* Source text *
--------------------------------

I'm trying to understand some maths homework, but the meaning of one particular part is not clear to me.
The relevant parts of the task description go as follows (translated from its original language):
Matte and Ida are playing a game of money. Matte has $a$ coins and Ida has $b$ coins in the start. Each turn, Matte wins one coin from Ida at a probability of $p$, or else he loses a coin to Ida with a probability of $q = 1 - p$, where $0 < p < 1$. The game is over when one of the two have won all of the money. We are looking for the probability that Matte wins all of the coins and thus the game.
Let $A_k$ be the probability that Matte wins the game when he has $k$ coins. Then $A_0 = 0$ and $A_{a+b} = 1$ and we want to find $A_a$. You can also see that $A_k$ fulfils the recursive relation $A_k = p * A_{k+1} + q * A_{k-1}$, if $1 ≤ k < a + b$ since if Matte eventually wins the game he must either have $k+1$ coins (with a probability of $p$) or $k - 1$ coins (with a probability of $q$) in the round after he had $k$ coins.
Now my question is, later in the text (omitted here for brevity) it is claimed that $A_1 = p * A_2$ as $A_0 = 0$.

--------------------------------

* Exercise instructions *
1) In the homework post, when is the game over?
2) Copy the stretch of the homework post from "Let $A_k$ be" through "as $A_0 = 0$.", word for word.
The data has no connection to the homework post.

* Dataset excerpt *
--------------------------------

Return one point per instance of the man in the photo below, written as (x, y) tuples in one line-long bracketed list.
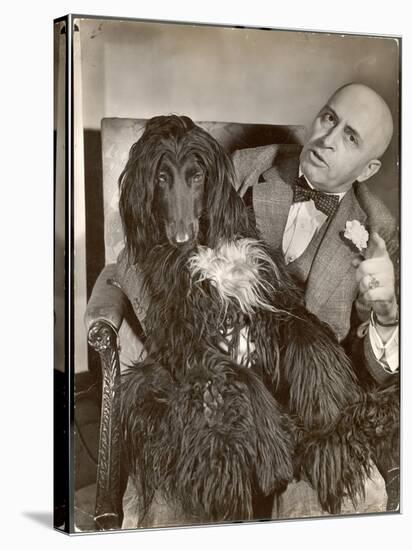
[(302, 201)]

--------------------------------

* Task responses *
1) When one of the two players has won all of the money.

2)
Let $A_k$ be the probability that Matte wins the game when he has $k$ coins. Then $A_0 = 0$ and $A_{a+b} = 1$ and we want to find $A_a$. You can also see that $A_k$ fulfils the recursive relation $A_k = p * A_{k+1} + q * A_{k-1}$, if $1 ≤ k < a + b$ since if Matte eventually wins the game he must either have $k+1$ coins (with a probability of $p$) or $k - 1$ coins (with a probability of $q$) in the round after he had $k$ coins.
Now my question is, later in the text (omitted here for brevity) it is claimed that $A_1 = p * A_2$ as $A_0 = 0$.